Your task is to give the listing below back word for word, pictures excluded.
## Start Rows
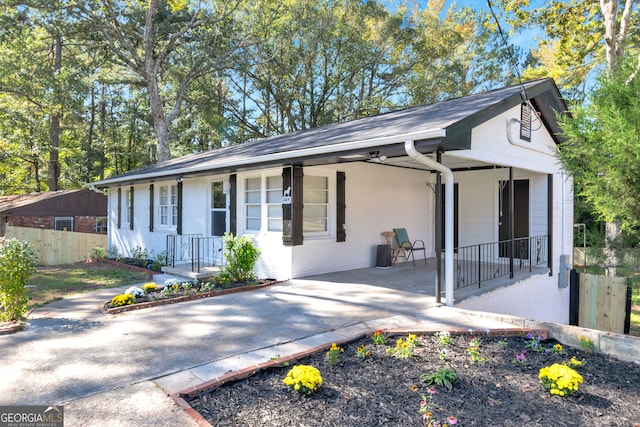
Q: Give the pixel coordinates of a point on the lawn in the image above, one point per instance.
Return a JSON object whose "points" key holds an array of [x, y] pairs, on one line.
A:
{"points": [[52, 283], [635, 310]]}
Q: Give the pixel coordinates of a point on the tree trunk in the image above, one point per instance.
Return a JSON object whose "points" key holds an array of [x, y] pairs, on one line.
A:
{"points": [[612, 231], [54, 128], [159, 121]]}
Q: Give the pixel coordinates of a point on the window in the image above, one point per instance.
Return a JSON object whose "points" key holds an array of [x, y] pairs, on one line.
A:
{"points": [[101, 224], [218, 209], [316, 204], [127, 207], [263, 203], [63, 223], [252, 202], [274, 203], [168, 205]]}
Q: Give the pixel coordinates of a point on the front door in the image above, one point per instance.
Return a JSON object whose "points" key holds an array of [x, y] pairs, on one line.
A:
{"points": [[520, 217], [218, 217]]}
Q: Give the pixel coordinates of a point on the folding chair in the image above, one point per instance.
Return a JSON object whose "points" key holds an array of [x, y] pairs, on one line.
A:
{"points": [[406, 248]]}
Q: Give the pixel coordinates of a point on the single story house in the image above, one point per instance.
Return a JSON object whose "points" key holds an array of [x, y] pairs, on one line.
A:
{"points": [[476, 178], [82, 211]]}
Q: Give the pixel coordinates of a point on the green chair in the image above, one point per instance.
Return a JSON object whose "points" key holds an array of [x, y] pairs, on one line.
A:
{"points": [[406, 248]]}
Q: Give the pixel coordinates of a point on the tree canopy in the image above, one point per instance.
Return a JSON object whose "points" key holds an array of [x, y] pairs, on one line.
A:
{"points": [[94, 88]]}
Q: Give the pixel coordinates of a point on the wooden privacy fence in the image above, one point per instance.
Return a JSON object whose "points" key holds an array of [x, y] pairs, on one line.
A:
{"points": [[58, 247], [602, 302]]}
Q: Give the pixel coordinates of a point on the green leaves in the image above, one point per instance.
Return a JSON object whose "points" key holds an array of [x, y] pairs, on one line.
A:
{"points": [[241, 255], [602, 152], [17, 264]]}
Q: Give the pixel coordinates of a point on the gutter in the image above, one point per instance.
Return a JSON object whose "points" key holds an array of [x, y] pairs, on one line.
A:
{"points": [[410, 148], [282, 156]]}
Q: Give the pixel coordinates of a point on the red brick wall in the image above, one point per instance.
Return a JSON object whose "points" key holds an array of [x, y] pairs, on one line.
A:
{"points": [[45, 222], [81, 224]]}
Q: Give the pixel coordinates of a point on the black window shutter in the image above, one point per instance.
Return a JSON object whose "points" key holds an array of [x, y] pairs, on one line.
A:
{"points": [[151, 207], [292, 205], [233, 205], [119, 207], [131, 208], [341, 207], [179, 225], [297, 192], [286, 207]]}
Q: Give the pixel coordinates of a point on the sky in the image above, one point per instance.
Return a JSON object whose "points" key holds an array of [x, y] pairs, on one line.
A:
{"points": [[525, 40]]}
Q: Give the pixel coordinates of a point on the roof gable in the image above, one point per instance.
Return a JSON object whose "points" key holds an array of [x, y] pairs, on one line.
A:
{"points": [[454, 119]]}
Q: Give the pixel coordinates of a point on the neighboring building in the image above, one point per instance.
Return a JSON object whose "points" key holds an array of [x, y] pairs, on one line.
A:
## End Rows
◆ **Complete answer**
Q: Give the pixel coordinates of a point on the lawn in the image above, one point per instance.
Return a JSON object whose "points" key holds an array of [x, y] pairs, on one line.
A:
{"points": [[52, 283], [635, 310]]}
Q: Give the pixel coordinates of a point on the tree trunk in the image above, one point per instance.
Return a JSON object whose "points" key holds an array of [x, y] pairs, on one line.
A:
{"points": [[612, 231], [54, 128], [159, 121]]}
Q: Give the pixel coordinates of a point on the window in the image above, one point per instance.
Return a JSON object whose "points" key holds an array of [x, y] pairs, on one line.
A:
{"points": [[101, 224], [218, 209], [316, 204], [127, 207], [263, 203], [63, 223], [252, 202], [274, 203], [168, 205]]}
Q: Give the pixel coordinates of a point on the front door in the image above, one point per instance.
Return a JSON object whose "points" key holds an array of [x, y] pairs, on one line.
A:
{"points": [[520, 217], [218, 217]]}
Q: Give the pixel coordinates of a point on the folding chair in the image above, one point per instance.
Return a JSON object whose "points" key holds an array of [x, y] pairs, on one line.
A:
{"points": [[406, 248]]}
Q: Give the pixel coordinates of a point on the single story house in the image above, one point per instance.
Return a JSON object whose "points" key holds an array of [x, y] pairs, on one line.
A:
{"points": [[476, 178], [82, 211]]}
Q: Give the pixel coordinates of a point on the green chair in the image above, one point per instance.
Return a JSON object whose "points" key holds an array of [x, y] pairs, on one line.
A:
{"points": [[406, 248]]}
Q: Give the pixel coordinates of a point on the tree canopy in the image above, one point per instance.
Return a JSON object whose "points" key holds an array of [x, y] pairs, on one line.
A:
{"points": [[94, 88]]}
Q: Give the pixel coordinates of a point on the wooden privacy fence in the image above, one point per instance.
Return a JSON object whose "points" key holds an array of [x, y] pairs, on one line.
A:
{"points": [[58, 247], [602, 302]]}
Q: Give the pixel coordinates of a point on the green leaves in the image above, one point per instance.
Return a JSON object whose "points" key holds an array of [x, y] pairs, on one line.
A:
{"points": [[241, 255], [602, 152], [17, 264]]}
Q: Give the pixel coordinates of a point on the gutter in the image above, one point per instance.
Return a JSON object whose "points" key holds an array of [x, y] pairs, on one line.
A:
{"points": [[410, 148], [282, 156]]}
Q: Give the pixel coordinates of a point on the red brick wall in the image above, one point per instance.
Return a JSON object whose "points" key holds an array of [x, y] pairs, on one line.
A:
{"points": [[45, 222], [81, 224]]}
Q: Give the pixel coordinates of a point on the black window shutter in the image above, one point per instance.
Return a JSON object whose "points" key holds an array of [x, y] pairs, on one line.
A:
{"points": [[151, 207], [292, 205], [233, 205], [119, 207], [131, 208], [341, 207], [179, 225], [297, 192], [286, 207]]}
Q: Give the pixel coordinates of a point on the sky in the image above, one point per instance.
Return a JSON object whose "points" key holds an array of [x, y] pairs, on one line.
A:
{"points": [[525, 40]]}
Q: Give the pixel coordinates of a point on the roof gable in the image above, one point per instance.
Return a JSON object whose "points" key holds an array of [x, y] pairs, on one line.
A:
{"points": [[454, 119]]}
Q: Give the pixel coordinates of a point on the neighboring building in the image above, one point per instance.
Return a JSON object whose "points" key holds an array of [x, y] pairs, on one line.
A:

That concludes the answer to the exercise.